WHAT YOU SHOULD DO ::
Write the listing out again in full. Every character must match.
***** DATA FOR PROCESSING *****
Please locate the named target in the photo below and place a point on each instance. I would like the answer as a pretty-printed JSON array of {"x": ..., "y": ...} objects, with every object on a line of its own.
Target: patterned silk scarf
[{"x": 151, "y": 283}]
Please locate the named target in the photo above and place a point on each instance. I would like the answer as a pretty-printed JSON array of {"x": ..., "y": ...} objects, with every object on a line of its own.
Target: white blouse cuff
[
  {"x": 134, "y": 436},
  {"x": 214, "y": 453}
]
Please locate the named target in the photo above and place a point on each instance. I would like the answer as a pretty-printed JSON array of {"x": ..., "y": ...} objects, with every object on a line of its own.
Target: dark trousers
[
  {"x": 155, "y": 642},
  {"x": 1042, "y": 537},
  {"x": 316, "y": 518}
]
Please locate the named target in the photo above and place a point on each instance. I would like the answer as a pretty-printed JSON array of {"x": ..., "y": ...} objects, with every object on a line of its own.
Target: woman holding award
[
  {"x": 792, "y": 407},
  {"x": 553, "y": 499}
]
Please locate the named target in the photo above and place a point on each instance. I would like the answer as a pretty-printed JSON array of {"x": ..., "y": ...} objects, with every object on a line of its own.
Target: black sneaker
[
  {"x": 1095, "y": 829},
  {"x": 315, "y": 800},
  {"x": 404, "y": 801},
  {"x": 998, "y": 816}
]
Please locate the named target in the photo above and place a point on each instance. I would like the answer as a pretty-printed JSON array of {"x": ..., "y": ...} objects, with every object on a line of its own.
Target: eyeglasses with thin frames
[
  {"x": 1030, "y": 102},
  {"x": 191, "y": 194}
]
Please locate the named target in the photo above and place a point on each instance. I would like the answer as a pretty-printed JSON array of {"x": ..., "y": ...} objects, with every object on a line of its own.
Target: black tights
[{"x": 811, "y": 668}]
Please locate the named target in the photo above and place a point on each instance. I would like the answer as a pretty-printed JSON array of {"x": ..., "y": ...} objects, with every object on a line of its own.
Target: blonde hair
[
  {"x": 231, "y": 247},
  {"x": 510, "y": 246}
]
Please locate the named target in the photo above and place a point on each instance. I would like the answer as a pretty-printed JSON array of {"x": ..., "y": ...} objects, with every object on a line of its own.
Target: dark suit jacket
*****
FINISHED TASK ::
Please locate the named target in the photo below and place a point on each instance. I would like the answer as a pretty-printed JSON array of {"x": ..., "y": ...} objects, with every object on a line of its own.
Target: patterned silk scarf
[{"x": 151, "y": 283}]
Please locate the named target in the photo above and place a point on each instance. I would like the answer as a pretty-printed JSON array of {"x": ..., "y": ...} objects, with every object on a line of its own.
Target: white blouse cuff
[
  {"x": 134, "y": 436},
  {"x": 214, "y": 453}
]
Please locate the named target in the photo above and place a point on each instance. I would like the answer as a pretty-printed JSON array of {"x": ..., "y": ...} objects, with every object on a line of its own.
Target: dark trousers
[
  {"x": 155, "y": 642},
  {"x": 1042, "y": 537},
  {"x": 316, "y": 518}
]
Please locate the named target in the photo above and place a point on each instance. I would like the answer as a pretty-printed JSON array of {"x": ..., "y": ...} objects, with every object on a line of its own.
Target: woman holding award
[
  {"x": 792, "y": 407},
  {"x": 553, "y": 499}
]
Please locate the named target in the photo above and place a point on each instance. I would like the answer as a pretty-printed JSON array of {"x": ..., "y": ...} objects, with every object on a line of its own.
Target: black sneaker
[
  {"x": 1095, "y": 829},
  {"x": 315, "y": 800},
  {"x": 404, "y": 801},
  {"x": 998, "y": 816}
]
Please locate the named target in the photo above and place a point on each instance. I would like the answer as a pretty-printed JSON array of {"x": ..., "y": ...} objects, with every object on a line of its own.
Target: eyeglasses with thin frames
[
  {"x": 1030, "y": 102},
  {"x": 191, "y": 194}
]
Please locate the named target in the photo above and place a point on each instance. I would like the answer as a pretty-printed JSON array of {"x": ..., "y": ...} objects, with every object on a line of its own.
Target: black tights
[{"x": 811, "y": 668}]
Please locate the named target in the photo above and place a point on each instance. I would like the answer as a pretty-printed JSON array of {"x": ..., "y": ...} objects, with every object on a line of its own.
Target: blonde hair
[
  {"x": 231, "y": 247},
  {"x": 510, "y": 246}
]
Please locate the named target in the photo above and place a point on each instance. I would like the answer as a pretty-printed JSON array of {"x": ..., "y": ...} objects, with every object on a line of its own.
Target: dark suit jacket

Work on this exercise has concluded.